TASKS TO PERFORM |
[1] Please rewrite the paragraph beginning "Here is one variety of introspective failure" from the choice blindness post more briefly, keeping its main facts.
[2] In the choice blindness post, at which university is Robert Davies a PhD student?
[3] From the choice blindness post, output the passage from "Tuesday 19 May" to "et al. 2010)." without changes.

TEXT BLOCK |
▽
Tuesday 19 May 2015

Refining our Understanding of Choice Blindness

Robert Davies
This post is by Robert Davies, a PhD student at the University of York. Robert is interested in self-knowledge and memory, and particularly how the study of memory can shed light on philosophical problems in self-knowledge. 

Here is one variety of introspective failure: I make a choice but, when providing reasons, I offer reasons that could not be my reasons for that choice. Choice Blindness research by Lars Hall, Petter Johansson, and their colleagues (2005–) suggests it is surprisingly prevalent (see e.g. Johansson et al. 2008), showing a low rate of manipulation detection and a high degree of willingness, in non-clinical participants, to offer confabulatory explanations for manipulated choices across a range of modalities and environments (see e.g. Hall et al. 2006; Hall et al. 2010).

We see ourselves as introspectively competent, rational decision-makers—capable of knowing our reasons, weighing them as reasons, and self-regulating when required—but since widespread confabulation seems at odds with this, some reconciliation with the data is required.
△
EXTRACTED RECORDS |
▽
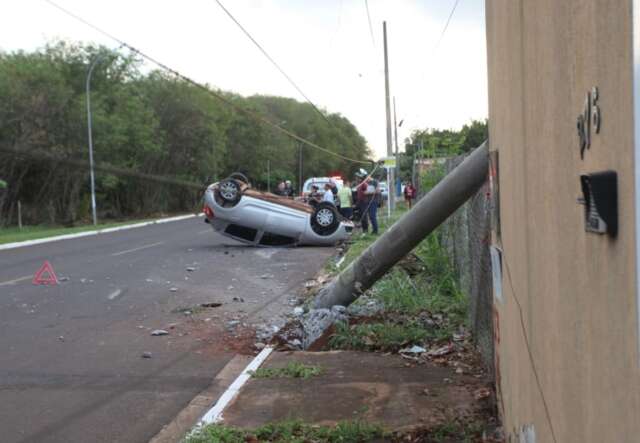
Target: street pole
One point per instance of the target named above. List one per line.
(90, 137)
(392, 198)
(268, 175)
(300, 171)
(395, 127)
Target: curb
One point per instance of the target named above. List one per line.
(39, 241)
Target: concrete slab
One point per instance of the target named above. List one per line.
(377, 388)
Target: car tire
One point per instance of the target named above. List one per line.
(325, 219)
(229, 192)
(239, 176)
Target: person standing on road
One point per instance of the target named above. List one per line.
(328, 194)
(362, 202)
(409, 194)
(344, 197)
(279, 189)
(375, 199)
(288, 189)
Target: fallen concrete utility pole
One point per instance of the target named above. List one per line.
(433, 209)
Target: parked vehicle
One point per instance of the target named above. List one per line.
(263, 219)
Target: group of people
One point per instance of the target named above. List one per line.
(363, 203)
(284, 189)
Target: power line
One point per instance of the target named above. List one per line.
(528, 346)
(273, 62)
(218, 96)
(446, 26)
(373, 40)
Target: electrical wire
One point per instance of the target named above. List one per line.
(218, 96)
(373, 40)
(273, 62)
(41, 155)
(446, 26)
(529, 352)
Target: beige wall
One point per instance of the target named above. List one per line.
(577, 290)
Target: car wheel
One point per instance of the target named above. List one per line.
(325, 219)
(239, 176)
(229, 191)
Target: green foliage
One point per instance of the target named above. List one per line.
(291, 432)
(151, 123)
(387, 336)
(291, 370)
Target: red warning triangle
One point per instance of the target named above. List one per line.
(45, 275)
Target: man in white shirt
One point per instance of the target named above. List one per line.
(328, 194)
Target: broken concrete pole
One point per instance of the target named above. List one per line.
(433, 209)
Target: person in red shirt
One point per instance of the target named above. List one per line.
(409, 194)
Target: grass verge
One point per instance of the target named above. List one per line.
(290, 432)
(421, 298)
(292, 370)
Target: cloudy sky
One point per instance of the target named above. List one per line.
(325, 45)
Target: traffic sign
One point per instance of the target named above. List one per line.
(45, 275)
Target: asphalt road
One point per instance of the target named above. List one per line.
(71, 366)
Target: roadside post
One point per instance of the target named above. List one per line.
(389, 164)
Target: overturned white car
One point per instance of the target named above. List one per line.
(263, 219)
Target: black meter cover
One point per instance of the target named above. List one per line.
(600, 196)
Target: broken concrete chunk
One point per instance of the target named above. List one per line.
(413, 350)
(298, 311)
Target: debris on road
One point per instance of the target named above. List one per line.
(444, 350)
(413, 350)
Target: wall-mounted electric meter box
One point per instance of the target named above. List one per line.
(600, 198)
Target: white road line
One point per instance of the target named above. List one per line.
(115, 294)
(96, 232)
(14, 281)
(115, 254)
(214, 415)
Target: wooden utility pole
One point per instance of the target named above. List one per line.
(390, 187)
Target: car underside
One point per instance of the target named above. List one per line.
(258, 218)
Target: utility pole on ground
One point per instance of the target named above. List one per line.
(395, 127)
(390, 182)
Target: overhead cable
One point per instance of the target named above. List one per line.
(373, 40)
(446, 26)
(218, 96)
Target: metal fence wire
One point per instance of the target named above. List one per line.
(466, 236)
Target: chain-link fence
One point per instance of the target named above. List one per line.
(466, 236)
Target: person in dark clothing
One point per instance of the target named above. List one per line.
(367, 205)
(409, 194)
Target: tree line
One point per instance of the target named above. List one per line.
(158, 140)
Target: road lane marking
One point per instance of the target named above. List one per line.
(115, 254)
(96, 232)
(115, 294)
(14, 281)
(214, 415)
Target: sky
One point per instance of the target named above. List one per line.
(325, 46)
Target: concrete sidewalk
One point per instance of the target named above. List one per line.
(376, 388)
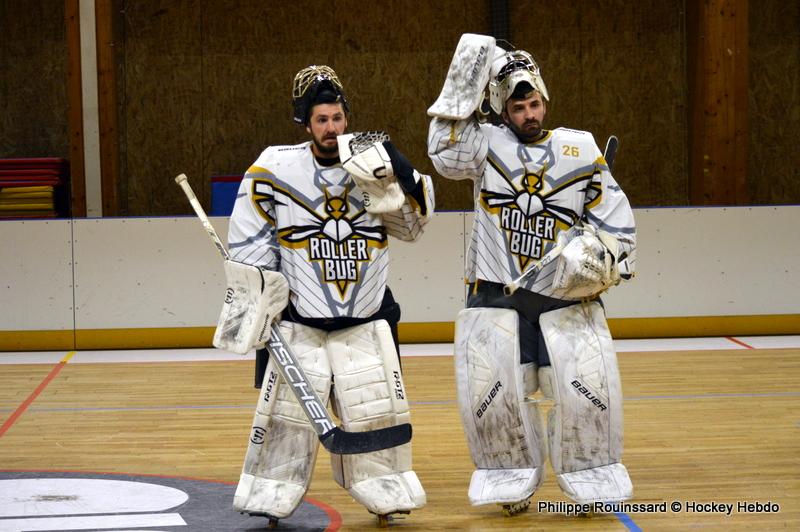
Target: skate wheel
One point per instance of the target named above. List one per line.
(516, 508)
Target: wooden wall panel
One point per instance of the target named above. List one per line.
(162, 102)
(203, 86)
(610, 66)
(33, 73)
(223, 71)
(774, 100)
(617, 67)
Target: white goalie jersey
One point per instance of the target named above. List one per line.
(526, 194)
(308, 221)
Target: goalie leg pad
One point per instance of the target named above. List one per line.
△
ANSWERS FOR THE TASKS |
[1] One kind of introspective failure is giving reasons for a choice that could not be one's real reasons for it. Choice Blindness research by Lars Hall, Petter Johansson, and colleagues (2005–) suggests this is surprisingly common. Non-clinical participants rarely detect manipulations, and they readily offer confabulatory explanations for manipulated choices across a range of modalities and environments.

[2] The University of York.

[3]
Tuesday 19 May 2015

Refining our Understanding of Choice Blindness

Robert Davies
This post is by Robert Davies, a PhD student at the University of York. Robert is interested in self-knowledge and memory, and particularly how the study of memory can shed light on philosophical problems in self-knowledge. 

Here is one variety of introspective failure: I make a choice but, when providing reasons, I offer reasons that could not be my reasons for that choice. Choice Blindness research by Lars Hall, Petter Johansson, and their colleagues (2005–) suggests it is surprisingly prevalent (see e.g. Johansson et al. 2008), showing a low rate of manipulation detection and a high degree of willingness, in non-clinical participants, to offer confabulatory explanations for manipulated choices across a range of modalities and environments (see e.g. Hall et al. 2006; Hall et al. 2010).